▶ _Activity_
Write out each line of the entries exactly, starting at the first and finishing with the line that contains "Would you mind marking the packed".

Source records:
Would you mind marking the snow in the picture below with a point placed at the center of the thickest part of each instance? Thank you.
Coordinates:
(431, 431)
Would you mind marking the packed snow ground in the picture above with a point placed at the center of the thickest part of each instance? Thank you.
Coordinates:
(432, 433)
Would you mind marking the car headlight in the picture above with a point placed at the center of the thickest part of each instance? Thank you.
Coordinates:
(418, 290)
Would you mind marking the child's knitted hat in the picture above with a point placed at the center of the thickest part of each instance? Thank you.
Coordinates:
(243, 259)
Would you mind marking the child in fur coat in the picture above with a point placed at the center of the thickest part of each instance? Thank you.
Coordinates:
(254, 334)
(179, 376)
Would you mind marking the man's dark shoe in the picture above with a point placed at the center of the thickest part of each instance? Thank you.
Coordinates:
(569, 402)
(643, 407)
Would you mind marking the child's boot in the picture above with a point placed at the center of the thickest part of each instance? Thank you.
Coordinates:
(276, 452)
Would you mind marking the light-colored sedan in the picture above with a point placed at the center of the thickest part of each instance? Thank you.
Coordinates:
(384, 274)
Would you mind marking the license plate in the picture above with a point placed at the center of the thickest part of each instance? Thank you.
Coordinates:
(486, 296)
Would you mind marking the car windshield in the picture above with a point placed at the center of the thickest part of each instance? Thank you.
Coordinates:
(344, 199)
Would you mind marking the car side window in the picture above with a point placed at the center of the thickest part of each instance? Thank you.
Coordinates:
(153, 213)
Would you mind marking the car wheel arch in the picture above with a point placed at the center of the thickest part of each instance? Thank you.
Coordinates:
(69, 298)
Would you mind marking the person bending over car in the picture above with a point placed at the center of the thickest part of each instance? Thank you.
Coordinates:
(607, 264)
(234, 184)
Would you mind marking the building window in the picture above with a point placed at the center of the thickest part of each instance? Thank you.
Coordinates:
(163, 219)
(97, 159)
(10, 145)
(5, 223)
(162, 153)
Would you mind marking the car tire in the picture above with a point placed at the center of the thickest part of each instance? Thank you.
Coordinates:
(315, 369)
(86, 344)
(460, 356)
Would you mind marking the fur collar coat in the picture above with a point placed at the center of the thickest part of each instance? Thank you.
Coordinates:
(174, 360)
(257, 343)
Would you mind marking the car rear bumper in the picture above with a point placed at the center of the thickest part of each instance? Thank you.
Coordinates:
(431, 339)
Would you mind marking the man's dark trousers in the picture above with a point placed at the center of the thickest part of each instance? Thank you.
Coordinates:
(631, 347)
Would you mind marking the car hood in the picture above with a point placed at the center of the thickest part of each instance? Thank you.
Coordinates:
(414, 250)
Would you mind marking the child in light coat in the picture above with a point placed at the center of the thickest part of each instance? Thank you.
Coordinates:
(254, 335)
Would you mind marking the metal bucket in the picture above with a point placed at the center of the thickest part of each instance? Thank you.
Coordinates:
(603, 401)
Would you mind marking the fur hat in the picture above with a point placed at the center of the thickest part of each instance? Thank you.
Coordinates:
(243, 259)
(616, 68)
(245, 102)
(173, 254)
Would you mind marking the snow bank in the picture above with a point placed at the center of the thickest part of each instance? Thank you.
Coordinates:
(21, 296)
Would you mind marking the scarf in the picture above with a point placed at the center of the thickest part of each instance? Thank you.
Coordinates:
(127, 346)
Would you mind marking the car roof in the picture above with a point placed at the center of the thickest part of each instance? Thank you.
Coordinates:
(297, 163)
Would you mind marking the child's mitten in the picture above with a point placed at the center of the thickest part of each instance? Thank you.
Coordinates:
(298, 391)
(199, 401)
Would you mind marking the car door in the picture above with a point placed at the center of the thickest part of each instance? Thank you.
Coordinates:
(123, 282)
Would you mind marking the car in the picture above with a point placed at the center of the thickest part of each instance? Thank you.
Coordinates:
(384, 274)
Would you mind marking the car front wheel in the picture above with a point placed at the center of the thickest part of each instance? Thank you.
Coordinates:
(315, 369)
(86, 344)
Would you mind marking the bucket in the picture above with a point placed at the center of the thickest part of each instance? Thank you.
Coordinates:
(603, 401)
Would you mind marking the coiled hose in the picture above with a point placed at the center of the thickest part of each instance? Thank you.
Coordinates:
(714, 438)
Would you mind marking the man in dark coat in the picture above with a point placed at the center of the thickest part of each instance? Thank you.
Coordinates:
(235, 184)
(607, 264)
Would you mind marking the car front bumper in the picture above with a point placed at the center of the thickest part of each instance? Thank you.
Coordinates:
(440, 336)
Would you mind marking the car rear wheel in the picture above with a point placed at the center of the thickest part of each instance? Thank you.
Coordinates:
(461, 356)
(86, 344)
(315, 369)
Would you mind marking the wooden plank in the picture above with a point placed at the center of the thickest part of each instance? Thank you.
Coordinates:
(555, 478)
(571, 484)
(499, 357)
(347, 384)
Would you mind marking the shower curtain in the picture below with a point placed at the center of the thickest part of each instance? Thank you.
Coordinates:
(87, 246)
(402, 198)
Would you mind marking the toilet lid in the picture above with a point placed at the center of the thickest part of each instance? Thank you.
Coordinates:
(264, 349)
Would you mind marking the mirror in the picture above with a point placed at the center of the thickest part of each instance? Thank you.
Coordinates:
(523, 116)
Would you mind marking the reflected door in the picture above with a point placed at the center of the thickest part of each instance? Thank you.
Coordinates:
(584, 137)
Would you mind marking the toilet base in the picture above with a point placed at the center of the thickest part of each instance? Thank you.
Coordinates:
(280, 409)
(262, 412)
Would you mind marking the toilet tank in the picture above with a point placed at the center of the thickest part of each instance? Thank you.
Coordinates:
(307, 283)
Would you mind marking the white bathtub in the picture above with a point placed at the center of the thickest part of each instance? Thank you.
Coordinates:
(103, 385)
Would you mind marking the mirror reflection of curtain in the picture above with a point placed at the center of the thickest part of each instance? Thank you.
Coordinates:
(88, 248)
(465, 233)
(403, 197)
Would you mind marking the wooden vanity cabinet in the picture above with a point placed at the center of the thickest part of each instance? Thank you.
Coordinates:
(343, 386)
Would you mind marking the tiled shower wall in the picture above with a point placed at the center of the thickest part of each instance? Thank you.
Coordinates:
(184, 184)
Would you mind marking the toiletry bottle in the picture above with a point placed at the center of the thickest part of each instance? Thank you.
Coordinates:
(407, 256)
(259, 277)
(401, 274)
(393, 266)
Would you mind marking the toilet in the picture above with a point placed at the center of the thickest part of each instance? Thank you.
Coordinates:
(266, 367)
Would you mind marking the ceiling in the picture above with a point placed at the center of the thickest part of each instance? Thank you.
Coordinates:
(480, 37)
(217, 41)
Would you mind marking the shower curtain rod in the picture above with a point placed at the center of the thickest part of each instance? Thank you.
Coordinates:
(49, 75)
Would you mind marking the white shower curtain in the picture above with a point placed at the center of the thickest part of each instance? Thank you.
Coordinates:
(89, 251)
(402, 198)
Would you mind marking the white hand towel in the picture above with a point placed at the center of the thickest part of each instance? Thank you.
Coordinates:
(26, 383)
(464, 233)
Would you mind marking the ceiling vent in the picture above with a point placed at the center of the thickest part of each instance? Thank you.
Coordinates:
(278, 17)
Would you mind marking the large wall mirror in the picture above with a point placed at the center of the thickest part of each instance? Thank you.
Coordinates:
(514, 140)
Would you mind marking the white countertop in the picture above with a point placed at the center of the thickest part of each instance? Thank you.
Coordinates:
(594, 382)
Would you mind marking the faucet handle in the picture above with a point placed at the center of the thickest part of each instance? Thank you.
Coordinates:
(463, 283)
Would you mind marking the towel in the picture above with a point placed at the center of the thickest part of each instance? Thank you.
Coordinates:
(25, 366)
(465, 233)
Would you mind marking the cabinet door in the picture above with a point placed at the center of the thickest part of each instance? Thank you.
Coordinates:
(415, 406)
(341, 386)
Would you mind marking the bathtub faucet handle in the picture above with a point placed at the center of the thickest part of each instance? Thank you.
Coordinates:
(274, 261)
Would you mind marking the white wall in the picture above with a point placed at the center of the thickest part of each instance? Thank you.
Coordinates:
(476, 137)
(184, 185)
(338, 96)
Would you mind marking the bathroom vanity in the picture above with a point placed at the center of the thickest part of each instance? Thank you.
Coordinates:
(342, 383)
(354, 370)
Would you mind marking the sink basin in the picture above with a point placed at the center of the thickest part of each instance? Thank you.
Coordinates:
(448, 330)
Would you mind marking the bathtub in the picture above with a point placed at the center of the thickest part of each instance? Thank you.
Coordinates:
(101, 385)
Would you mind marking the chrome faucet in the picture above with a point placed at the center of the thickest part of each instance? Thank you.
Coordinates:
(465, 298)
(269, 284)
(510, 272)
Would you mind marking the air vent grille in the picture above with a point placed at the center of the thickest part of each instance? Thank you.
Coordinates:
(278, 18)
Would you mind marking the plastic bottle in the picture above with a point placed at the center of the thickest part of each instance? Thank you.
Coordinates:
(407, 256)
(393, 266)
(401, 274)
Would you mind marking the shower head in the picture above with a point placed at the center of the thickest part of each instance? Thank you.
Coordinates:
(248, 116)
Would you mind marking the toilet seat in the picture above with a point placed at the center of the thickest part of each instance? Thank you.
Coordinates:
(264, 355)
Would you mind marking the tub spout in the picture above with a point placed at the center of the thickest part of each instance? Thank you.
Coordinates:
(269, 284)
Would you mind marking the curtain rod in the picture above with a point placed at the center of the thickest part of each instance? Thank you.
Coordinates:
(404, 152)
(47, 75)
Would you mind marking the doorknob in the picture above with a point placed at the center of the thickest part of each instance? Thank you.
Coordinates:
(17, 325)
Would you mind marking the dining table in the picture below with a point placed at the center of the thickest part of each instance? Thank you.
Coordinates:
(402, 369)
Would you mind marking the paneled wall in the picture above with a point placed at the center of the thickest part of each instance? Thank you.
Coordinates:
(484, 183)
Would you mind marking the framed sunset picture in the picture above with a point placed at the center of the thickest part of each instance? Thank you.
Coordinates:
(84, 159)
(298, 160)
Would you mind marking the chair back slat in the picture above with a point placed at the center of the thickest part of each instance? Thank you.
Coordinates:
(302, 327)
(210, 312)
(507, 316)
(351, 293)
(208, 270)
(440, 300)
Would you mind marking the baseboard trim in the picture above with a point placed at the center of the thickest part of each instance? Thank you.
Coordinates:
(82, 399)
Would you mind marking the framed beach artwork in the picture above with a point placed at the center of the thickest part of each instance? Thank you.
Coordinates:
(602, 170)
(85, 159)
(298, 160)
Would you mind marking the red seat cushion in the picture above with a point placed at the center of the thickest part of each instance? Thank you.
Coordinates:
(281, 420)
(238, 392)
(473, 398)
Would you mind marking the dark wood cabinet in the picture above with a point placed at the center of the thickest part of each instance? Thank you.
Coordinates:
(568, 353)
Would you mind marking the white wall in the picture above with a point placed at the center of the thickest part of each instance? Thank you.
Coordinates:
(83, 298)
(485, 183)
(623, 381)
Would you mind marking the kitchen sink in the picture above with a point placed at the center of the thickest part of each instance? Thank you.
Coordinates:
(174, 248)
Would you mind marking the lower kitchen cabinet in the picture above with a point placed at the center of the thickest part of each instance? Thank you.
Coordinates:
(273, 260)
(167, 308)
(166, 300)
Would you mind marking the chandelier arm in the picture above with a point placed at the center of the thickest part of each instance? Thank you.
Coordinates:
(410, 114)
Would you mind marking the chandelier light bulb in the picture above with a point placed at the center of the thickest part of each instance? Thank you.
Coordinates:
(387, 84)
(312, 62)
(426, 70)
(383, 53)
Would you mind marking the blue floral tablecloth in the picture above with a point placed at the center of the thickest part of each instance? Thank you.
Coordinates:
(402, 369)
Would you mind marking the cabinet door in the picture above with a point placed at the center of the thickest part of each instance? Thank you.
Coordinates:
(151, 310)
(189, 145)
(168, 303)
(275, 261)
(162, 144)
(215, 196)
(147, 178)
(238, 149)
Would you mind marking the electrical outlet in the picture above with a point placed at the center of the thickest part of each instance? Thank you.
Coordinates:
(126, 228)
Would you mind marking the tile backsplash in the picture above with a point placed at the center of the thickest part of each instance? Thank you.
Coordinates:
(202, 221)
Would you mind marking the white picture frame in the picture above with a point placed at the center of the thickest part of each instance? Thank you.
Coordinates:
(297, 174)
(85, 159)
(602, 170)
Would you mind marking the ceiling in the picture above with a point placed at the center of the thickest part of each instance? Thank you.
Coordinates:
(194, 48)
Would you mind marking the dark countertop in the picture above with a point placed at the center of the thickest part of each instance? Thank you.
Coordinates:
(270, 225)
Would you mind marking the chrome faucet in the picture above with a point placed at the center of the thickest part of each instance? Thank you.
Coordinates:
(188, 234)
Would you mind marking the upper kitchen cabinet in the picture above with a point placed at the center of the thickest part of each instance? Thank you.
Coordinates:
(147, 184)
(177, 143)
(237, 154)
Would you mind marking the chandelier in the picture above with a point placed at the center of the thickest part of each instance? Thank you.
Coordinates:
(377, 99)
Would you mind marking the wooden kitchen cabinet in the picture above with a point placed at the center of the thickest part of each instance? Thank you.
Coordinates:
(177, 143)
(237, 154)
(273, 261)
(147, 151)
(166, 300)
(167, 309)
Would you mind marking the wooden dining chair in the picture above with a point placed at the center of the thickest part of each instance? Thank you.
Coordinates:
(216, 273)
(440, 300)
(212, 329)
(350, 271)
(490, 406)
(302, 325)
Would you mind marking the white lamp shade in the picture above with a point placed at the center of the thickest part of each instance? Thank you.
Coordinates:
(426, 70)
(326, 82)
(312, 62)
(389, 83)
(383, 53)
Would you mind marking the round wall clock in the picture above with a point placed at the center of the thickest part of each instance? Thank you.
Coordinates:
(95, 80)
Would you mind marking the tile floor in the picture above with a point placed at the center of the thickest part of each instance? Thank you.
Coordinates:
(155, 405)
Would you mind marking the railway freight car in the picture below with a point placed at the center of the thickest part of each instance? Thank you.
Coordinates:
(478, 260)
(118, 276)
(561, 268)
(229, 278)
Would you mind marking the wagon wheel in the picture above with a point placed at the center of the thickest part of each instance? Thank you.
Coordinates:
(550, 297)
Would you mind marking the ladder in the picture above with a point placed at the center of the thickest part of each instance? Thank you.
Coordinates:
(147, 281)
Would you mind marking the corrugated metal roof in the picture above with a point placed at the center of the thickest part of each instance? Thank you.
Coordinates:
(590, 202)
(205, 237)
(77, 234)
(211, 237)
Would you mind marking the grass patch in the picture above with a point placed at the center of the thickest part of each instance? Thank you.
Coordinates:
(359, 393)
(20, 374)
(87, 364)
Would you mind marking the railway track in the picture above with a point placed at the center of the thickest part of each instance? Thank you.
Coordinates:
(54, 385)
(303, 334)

▶ _Task response_
Would you mind marking the snow in the picture below with a point placed at the center of the thickest part of each instance? Thank you.
Coordinates:
(431, 431)
Would you mind marking the packed snow ground in the picture above with a point placed at the center of the thickest part of each instance? Thank you.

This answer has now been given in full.